■ **Exercise aim**
Only the lines from the one containing "Every instance of the black necktie" through the end of the material are to be echoed, each exactly as it appears.
##### Given records
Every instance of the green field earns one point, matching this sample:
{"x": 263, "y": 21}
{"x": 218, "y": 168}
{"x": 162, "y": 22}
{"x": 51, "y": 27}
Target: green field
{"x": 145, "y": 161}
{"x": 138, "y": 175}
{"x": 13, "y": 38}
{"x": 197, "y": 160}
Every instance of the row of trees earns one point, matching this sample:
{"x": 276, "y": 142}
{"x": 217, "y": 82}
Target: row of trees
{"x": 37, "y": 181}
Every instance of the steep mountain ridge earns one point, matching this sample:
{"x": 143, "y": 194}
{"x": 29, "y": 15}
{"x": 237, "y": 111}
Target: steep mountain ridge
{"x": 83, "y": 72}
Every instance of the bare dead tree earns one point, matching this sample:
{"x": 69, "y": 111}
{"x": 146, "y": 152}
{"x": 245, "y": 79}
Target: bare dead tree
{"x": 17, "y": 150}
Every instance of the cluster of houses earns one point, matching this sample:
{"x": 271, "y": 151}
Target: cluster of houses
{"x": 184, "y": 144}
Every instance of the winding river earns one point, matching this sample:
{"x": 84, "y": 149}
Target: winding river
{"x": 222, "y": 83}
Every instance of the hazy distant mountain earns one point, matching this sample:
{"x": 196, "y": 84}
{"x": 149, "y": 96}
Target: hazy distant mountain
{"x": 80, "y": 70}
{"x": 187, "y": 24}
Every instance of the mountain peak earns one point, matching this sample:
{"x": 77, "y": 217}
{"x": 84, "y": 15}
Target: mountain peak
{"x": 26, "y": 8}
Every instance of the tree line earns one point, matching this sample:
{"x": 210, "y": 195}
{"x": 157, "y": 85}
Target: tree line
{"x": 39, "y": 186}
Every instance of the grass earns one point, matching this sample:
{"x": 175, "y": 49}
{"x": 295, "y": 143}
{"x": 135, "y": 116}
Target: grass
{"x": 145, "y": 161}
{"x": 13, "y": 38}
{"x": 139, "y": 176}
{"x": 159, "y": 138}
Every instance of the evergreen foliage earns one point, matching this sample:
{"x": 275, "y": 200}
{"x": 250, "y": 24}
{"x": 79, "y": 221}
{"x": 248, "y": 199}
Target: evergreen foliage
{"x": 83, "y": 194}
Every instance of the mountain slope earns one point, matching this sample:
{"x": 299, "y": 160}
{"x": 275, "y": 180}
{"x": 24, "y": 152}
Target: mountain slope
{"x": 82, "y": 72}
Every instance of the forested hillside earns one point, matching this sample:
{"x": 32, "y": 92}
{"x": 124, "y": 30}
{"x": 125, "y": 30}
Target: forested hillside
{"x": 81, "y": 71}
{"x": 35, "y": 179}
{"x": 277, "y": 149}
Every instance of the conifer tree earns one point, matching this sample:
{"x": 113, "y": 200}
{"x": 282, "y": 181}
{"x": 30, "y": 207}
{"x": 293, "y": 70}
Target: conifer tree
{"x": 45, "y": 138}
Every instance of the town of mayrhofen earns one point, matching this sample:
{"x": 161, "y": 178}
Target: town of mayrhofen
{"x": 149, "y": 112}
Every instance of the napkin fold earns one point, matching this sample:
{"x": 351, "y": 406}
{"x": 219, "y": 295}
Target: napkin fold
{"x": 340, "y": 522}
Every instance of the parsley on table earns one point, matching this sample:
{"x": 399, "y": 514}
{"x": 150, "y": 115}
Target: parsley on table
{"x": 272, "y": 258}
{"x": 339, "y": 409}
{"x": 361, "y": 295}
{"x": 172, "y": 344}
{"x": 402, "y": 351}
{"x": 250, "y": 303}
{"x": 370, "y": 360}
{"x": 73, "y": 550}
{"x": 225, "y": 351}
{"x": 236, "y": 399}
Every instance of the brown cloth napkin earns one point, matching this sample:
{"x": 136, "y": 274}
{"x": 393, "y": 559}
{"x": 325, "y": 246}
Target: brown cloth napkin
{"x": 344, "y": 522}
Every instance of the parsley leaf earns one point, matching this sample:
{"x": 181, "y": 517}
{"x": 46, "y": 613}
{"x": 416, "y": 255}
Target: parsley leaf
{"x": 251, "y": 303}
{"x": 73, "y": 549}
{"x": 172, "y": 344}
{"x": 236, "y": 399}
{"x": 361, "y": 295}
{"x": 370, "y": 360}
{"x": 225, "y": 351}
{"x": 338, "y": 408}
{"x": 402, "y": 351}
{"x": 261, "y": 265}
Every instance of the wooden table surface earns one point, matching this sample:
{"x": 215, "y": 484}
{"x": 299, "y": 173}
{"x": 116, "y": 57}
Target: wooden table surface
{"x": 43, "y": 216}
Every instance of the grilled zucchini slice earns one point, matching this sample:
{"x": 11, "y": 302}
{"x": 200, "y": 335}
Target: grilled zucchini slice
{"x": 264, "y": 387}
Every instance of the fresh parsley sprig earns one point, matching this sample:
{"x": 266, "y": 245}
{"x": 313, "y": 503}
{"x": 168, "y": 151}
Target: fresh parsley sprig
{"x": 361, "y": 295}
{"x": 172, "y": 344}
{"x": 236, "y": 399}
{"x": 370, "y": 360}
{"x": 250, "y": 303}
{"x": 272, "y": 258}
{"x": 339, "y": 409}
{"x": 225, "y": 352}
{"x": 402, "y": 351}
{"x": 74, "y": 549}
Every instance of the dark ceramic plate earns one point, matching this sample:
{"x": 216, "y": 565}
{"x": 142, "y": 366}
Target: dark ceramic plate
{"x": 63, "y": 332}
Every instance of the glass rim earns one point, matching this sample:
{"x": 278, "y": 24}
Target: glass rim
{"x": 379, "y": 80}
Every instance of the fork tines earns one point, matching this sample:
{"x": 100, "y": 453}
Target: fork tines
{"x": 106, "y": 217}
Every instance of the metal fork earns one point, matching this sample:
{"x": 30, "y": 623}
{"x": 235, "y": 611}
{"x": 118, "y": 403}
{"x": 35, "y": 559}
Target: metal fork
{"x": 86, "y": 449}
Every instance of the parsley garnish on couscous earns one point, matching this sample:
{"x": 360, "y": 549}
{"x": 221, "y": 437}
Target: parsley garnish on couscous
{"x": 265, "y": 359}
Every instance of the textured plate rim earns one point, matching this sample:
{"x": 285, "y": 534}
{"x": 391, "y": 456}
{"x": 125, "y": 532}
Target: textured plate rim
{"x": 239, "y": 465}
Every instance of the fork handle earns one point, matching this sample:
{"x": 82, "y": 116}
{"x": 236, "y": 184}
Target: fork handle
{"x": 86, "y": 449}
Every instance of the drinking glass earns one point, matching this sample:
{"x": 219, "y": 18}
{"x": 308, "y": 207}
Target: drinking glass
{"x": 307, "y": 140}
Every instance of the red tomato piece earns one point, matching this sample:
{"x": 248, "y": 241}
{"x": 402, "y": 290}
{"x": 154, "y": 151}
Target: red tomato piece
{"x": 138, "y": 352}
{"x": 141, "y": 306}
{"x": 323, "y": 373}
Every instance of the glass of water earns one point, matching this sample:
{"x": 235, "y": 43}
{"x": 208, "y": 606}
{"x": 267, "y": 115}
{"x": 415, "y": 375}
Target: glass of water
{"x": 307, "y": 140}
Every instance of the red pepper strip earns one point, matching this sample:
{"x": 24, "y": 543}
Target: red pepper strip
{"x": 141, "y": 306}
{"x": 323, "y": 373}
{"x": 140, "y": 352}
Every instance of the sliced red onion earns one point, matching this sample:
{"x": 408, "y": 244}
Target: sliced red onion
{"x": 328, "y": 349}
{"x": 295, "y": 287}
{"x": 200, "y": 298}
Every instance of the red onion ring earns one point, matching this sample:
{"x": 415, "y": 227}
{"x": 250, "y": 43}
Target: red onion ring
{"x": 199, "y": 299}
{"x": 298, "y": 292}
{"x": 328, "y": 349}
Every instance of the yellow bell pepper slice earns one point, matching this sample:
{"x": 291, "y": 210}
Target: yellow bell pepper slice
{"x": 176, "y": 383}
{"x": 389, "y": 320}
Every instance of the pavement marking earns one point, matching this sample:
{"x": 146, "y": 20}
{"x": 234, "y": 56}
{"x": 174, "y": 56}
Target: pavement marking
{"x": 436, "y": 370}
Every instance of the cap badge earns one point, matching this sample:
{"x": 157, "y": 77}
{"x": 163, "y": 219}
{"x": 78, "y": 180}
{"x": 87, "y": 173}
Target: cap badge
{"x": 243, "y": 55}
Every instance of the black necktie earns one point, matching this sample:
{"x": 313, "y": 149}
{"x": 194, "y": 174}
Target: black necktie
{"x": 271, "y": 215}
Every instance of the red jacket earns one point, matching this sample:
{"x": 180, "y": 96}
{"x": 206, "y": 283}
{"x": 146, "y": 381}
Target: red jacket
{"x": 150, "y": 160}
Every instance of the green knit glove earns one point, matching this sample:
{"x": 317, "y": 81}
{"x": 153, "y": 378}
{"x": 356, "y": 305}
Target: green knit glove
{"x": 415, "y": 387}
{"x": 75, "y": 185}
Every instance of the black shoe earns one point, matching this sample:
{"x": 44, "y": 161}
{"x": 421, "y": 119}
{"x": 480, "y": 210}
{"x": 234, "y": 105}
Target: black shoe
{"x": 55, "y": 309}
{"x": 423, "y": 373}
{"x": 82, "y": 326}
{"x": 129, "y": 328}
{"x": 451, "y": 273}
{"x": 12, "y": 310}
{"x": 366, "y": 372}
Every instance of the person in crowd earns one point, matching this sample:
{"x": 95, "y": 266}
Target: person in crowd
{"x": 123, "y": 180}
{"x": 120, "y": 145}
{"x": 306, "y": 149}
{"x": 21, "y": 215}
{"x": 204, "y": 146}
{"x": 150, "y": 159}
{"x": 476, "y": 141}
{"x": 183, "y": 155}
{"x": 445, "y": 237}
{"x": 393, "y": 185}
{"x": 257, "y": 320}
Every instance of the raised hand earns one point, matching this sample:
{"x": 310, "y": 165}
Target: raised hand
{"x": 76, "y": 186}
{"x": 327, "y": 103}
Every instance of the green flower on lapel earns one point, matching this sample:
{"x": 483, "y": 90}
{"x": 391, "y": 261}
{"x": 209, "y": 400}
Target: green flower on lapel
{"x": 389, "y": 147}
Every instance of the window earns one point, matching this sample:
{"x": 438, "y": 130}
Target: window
##########
■ **Answer to the problem**
Every instance of the black necktie earns one point, matching this sample:
{"x": 313, "y": 149}
{"x": 194, "y": 174}
Target: black necktie
{"x": 271, "y": 215}
Every instance of the red jacket earns one point, matching this sample:
{"x": 180, "y": 96}
{"x": 206, "y": 283}
{"x": 146, "y": 381}
Target: red jacket
{"x": 150, "y": 160}
Every instance of the green knit glove earns one point, matching this sample:
{"x": 317, "y": 81}
{"x": 153, "y": 378}
{"x": 356, "y": 305}
Target: green knit glove
{"x": 415, "y": 387}
{"x": 75, "y": 185}
Every instance of the black shoe earns one point, matching this sample:
{"x": 44, "y": 161}
{"x": 421, "y": 119}
{"x": 480, "y": 210}
{"x": 234, "y": 105}
Target: black shoe
{"x": 55, "y": 309}
{"x": 423, "y": 373}
{"x": 82, "y": 326}
{"x": 129, "y": 328}
{"x": 451, "y": 273}
{"x": 12, "y": 310}
{"x": 366, "y": 372}
Every instance of the person in crowd earns one point, matching this sample:
{"x": 95, "y": 266}
Target: person in crowd
{"x": 123, "y": 180}
{"x": 120, "y": 145}
{"x": 306, "y": 149}
{"x": 21, "y": 215}
{"x": 204, "y": 146}
{"x": 150, "y": 159}
{"x": 476, "y": 141}
{"x": 183, "y": 155}
{"x": 445, "y": 237}
{"x": 393, "y": 185}
{"x": 257, "y": 320}
Every instance of the raised hand earns one point, matching this sample:
{"x": 310, "y": 165}
Target: raised hand
{"x": 76, "y": 186}
{"x": 327, "y": 103}
Every instance of the green flower on lapel earns one point, matching this sample:
{"x": 483, "y": 90}
{"x": 391, "y": 261}
{"x": 209, "y": 400}
Target: green flower on lapel
{"x": 389, "y": 147}
Every instance of the window earns one point, matching this sample:
{"x": 438, "y": 130}
Target: window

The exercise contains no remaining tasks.